WORK TO COMPLETE
In the data that follows, find the line containing "rocky gravel ->"; then quote that line and every line after it, exactly, through the last one.

Dataset records:
_ _ _ _ _

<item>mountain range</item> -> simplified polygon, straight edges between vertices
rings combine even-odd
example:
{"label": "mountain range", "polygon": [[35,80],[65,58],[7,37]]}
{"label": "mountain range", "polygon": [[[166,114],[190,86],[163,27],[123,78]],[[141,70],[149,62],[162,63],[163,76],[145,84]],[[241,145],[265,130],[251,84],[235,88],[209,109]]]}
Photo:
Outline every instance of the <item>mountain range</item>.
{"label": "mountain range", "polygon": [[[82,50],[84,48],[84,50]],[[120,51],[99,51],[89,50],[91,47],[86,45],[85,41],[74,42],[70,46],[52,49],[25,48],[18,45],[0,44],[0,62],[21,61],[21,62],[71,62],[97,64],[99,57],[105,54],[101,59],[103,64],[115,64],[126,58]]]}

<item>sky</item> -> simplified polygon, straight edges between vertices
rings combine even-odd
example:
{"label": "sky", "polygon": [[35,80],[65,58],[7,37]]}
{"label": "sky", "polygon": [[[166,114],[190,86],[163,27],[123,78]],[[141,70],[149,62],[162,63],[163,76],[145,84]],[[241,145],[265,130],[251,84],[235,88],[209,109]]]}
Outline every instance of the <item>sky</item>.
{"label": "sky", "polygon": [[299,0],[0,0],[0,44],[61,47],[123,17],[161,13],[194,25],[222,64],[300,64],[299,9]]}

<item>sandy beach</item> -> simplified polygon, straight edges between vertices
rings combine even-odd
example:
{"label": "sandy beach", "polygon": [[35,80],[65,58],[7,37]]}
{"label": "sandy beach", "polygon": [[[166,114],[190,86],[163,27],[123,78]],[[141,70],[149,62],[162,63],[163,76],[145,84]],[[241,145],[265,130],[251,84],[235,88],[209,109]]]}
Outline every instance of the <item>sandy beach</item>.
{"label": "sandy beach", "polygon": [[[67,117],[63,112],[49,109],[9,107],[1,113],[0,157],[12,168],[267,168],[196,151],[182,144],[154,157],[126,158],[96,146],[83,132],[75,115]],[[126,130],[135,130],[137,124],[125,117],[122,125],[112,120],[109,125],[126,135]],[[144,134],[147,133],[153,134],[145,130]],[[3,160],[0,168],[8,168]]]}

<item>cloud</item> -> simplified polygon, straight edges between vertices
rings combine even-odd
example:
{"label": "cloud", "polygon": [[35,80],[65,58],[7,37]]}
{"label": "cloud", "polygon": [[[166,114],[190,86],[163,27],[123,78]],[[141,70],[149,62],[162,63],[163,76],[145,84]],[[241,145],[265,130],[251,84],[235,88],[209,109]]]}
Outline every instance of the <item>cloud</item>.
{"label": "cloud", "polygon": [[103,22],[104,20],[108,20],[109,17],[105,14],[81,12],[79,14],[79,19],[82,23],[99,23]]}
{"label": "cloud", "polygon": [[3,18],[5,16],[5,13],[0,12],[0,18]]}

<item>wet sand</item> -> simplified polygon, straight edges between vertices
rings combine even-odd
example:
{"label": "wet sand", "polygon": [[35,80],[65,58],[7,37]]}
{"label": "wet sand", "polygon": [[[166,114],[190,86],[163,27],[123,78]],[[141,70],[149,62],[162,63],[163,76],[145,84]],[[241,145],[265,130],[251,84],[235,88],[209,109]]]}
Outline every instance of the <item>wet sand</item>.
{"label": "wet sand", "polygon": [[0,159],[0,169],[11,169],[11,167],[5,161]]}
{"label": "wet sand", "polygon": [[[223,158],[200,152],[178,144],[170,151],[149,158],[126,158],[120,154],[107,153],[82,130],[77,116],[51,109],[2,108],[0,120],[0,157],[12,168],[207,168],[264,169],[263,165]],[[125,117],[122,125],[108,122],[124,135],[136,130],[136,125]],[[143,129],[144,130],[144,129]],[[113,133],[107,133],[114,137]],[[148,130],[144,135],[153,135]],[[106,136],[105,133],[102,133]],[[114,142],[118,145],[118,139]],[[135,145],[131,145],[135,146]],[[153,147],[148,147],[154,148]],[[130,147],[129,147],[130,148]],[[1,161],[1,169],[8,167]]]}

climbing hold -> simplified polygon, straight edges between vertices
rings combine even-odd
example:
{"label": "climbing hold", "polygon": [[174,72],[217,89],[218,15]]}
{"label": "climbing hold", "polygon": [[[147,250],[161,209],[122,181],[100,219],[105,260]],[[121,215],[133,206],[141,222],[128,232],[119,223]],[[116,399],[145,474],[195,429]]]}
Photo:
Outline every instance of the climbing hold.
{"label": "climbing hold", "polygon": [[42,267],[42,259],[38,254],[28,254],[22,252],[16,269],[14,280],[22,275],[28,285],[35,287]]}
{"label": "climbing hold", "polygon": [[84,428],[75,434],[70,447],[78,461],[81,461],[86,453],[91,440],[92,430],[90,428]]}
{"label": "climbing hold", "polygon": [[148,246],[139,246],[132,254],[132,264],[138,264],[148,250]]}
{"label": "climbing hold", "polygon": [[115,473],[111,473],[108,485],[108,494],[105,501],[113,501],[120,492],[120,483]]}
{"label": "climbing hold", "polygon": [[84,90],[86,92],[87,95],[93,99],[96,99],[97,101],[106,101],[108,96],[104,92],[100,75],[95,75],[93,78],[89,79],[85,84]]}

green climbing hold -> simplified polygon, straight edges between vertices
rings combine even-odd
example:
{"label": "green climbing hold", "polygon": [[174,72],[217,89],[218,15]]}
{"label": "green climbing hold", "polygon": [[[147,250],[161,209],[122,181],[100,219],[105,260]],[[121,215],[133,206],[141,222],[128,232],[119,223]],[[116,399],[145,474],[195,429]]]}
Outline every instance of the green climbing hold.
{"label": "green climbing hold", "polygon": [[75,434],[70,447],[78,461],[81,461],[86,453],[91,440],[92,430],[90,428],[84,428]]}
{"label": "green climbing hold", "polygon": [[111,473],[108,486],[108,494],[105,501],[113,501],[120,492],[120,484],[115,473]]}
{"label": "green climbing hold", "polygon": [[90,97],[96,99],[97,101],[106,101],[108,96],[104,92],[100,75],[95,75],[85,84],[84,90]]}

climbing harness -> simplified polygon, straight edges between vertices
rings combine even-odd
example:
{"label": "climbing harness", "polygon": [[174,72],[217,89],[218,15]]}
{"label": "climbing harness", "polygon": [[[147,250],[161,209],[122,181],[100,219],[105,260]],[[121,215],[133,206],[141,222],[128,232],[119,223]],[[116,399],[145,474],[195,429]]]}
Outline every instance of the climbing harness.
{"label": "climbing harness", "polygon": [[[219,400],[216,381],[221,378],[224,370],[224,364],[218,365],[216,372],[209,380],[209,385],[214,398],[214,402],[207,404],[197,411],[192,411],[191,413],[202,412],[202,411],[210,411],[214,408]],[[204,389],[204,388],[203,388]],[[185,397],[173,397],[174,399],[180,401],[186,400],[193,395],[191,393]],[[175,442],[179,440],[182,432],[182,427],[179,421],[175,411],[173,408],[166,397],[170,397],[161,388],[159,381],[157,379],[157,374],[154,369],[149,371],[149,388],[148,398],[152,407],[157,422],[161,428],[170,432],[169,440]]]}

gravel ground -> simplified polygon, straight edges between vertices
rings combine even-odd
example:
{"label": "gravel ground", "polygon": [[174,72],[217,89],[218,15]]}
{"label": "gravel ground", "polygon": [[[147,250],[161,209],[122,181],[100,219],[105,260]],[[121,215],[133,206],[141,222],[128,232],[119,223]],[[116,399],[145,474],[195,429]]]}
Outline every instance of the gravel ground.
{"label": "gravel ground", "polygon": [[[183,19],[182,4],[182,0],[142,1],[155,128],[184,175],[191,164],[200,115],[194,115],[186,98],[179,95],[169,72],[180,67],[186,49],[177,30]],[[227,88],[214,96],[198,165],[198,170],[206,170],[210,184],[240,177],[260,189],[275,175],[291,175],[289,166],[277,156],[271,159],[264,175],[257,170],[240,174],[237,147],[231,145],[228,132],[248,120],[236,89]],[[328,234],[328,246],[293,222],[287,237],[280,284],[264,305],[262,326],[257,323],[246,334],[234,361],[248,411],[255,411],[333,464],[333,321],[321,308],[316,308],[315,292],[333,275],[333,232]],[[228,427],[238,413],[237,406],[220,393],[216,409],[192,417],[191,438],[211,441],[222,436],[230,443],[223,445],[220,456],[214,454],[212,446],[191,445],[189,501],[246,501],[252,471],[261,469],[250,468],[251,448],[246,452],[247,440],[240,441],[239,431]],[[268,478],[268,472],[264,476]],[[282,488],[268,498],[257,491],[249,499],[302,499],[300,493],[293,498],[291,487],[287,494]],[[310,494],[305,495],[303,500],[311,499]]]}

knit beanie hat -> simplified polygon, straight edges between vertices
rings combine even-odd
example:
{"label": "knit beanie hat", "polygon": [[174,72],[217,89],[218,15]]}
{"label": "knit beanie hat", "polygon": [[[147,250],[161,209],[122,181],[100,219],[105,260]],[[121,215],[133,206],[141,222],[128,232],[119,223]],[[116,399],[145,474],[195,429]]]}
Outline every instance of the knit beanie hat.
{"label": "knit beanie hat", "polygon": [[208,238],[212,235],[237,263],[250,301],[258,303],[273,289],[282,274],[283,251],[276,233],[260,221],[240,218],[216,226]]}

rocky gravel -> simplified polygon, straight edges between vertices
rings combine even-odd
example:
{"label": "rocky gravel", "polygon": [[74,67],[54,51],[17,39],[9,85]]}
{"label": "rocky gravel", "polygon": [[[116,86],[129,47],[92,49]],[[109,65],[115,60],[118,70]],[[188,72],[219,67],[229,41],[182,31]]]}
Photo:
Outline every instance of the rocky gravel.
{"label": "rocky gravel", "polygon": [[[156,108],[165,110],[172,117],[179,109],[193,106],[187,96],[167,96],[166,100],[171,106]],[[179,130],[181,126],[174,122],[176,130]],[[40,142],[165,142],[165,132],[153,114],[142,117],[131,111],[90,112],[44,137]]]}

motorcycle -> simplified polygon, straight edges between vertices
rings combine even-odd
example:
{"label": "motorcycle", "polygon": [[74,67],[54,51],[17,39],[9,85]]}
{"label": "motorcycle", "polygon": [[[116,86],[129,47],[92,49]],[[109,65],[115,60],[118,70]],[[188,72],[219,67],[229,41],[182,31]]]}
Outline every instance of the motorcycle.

_ _ _ _ _

WRITTEN ANSWER
rocky gravel -> simplified polygon, straight edges between vertices
rings combine even-odd
example:
{"label": "rocky gravel", "polygon": [[74,67],[54,51],[17,39],[9,85]]}
{"label": "rocky gravel", "polygon": [[[116,86],[129,47],[92,49]],[[109,65],[115,60],[118,70]],[[188,72],[219,67],[229,41],[182,31]]]}
Photo:
Outline every instance of the rocky gravel.
{"label": "rocky gravel", "polygon": [[[156,108],[165,110],[172,117],[179,109],[193,106],[187,96],[167,96],[166,100],[171,106]],[[179,130],[181,126],[174,122],[176,130]],[[40,142],[165,142],[165,132],[153,114],[142,117],[131,111],[90,112],[44,137]]]}

motorcycle -> simplified polygon, straight edges between vertices
rings combine even-odd
example:
{"label": "motorcycle", "polygon": [[74,67],[54,51],[17,39],[9,85]]}
{"label": "motorcycle", "polygon": [[[116,86],[129,47],[92,49]],[[109,65],[115,60],[118,70]],[[188,72],[219,67],[229,41],[182,31]]]}
Outline every instance of the motorcycle.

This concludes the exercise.